» **Lesetext**:

--------------------

Ein Beispiel: Angenommen, ein Verteidiger spielt im eigenen Strafraum den Ball gänzlich schuldlos und unabsichtlich mit dem Arm, begeht also ein nicht strafbares Handspiel. Anschließend drischt dieser Spieler den Ball in hohem Bogen nach vorne.
Dort erläuft ihn ein Mannschaftskollege, der allein auf weiter Flur ist, weil alle Gegner inklusive Torwart weit aufgerückt sind.
Wenn er den Ball nun ins Tor schießt, dann dürfte der Treffer ohne die erwähnten Kriterien nicht zählen – und es müsste auf der anderen Seite einen Elfmeter geben, obwohl das Handspiel ansonsten nicht strafbar war. Um das zu vermeiden, müsste der Stürmer am leeren Tor vorbeischießen. Das wäre natürlich grotesk.
Deshalb entschied das Ifab, bei einem Handspiel vor einem Tor den besagten unmittelbaren Zusammenhang zur Voraussetzung für die Strafbarkeit zu machen und dabei neben der Zahl der Zwischenstationen auch die Entfernung und die Zeit als Faktoren zu betrachten. Für das Beispiel heißt das: Ein so erzieltes Tor wäre gültig.

--------------------

» **Arbeitsauftrag 1**: Welche Faktoren betrachtet das Ifab laut dem Lesetext zum Handspiel neben der Zahl der Zwischenstationen?
» **Arbeitsauftrag 2**: Schreiben Sie bitte den Lesetext über das Handspiel vor einem Tor nach seinem letzten Satz weiter.

Gespeicherte Dateneinträge
--------------------

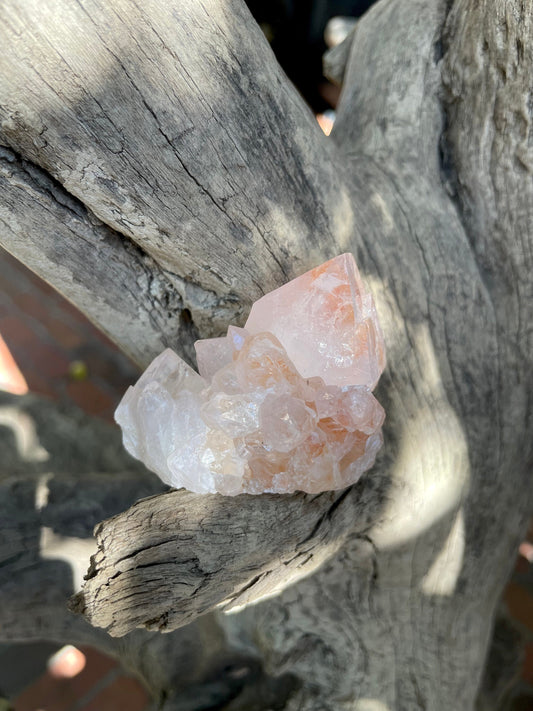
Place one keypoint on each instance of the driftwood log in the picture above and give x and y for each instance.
(161, 172)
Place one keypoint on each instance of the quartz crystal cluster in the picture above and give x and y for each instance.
(284, 404)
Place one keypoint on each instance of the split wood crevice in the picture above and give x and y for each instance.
(179, 177)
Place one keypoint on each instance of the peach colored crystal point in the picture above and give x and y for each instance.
(282, 405)
(327, 323)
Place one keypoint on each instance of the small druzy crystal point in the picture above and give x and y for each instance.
(283, 405)
(327, 323)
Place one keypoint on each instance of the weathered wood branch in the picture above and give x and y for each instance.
(430, 163)
(177, 556)
(135, 302)
(183, 134)
(62, 472)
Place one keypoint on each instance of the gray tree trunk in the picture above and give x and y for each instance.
(161, 172)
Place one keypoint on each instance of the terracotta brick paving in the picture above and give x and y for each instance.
(46, 343)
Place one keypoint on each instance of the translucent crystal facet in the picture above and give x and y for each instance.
(283, 405)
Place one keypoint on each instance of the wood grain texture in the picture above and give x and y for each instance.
(427, 179)
(119, 287)
(183, 134)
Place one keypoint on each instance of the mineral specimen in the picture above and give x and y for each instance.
(284, 404)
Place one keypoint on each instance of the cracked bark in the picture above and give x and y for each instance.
(186, 140)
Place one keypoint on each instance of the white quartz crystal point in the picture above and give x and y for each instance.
(214, 353)
(327, 323)
(283, 405)
(160, 416)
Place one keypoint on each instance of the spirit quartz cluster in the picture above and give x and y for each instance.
(281, 405)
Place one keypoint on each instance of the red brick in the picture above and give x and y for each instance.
(124, 693)
(16, 333)
(11, 379)
(520, 604)
(55, 694)
(46, 361)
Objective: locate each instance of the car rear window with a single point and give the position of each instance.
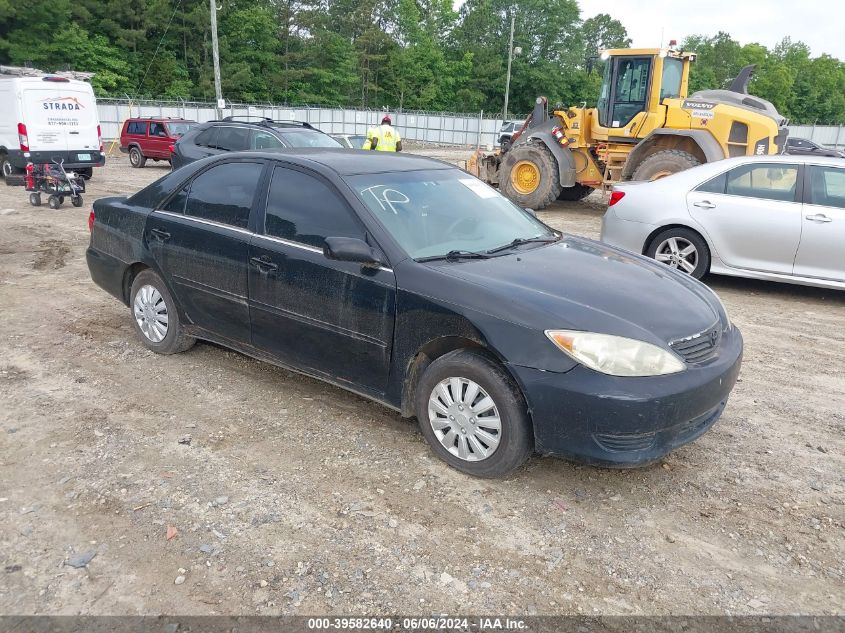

--------------------

» **Ergebnis 1**: Die Entfernung und die Zeit.

» **Ergebnis 2**:
Das Handspiel selbst war ebenfalls nicht strafbar
Die Bewertung der Szene in Mönchengladbach ist damit allerdings noch nicht abgeschlossen. Denn die Regularien sehen vor, dass der VAR sich einschalten muss, wenn sich in der Angriffsphase vor einem Treffer ein Vergehen der angreifenden Mannschaft ereignet hat, das der Unparteiische jedoch nicht bemerkt oder irrtümlich nicht geahndet hat.
Mit Neuhaus‘ Handspiel begann aber eindeutig die Angriffsphase, die die Borussen als schnellen und direkten Konter vortrugen. Wenn das Handspiel also strafbar gewesen wäre, dann hätte der VAR dem Referee ein Review empfehlen müssen.
Doch es war nicht strafbar: Neuhaus hatte bei Maximilian Arnolds Pass aus kurzer Distanz seinen Arm eng an den Körper gezogen, ihn sogar ein Stück hinter den Rücken gebracht und damit versucht, ihn aus der Flugbahn des Balles zu nehmen.
Daher war es richtig, dass der auch ansonsten sehr souverän leitende Schiedsrichter Robert Schröder weiterspielen ließ und der Video-Assistent nach der Überprüfung der Szene keine Einwände hatte. Es handelte sich um ein reguläres Tor.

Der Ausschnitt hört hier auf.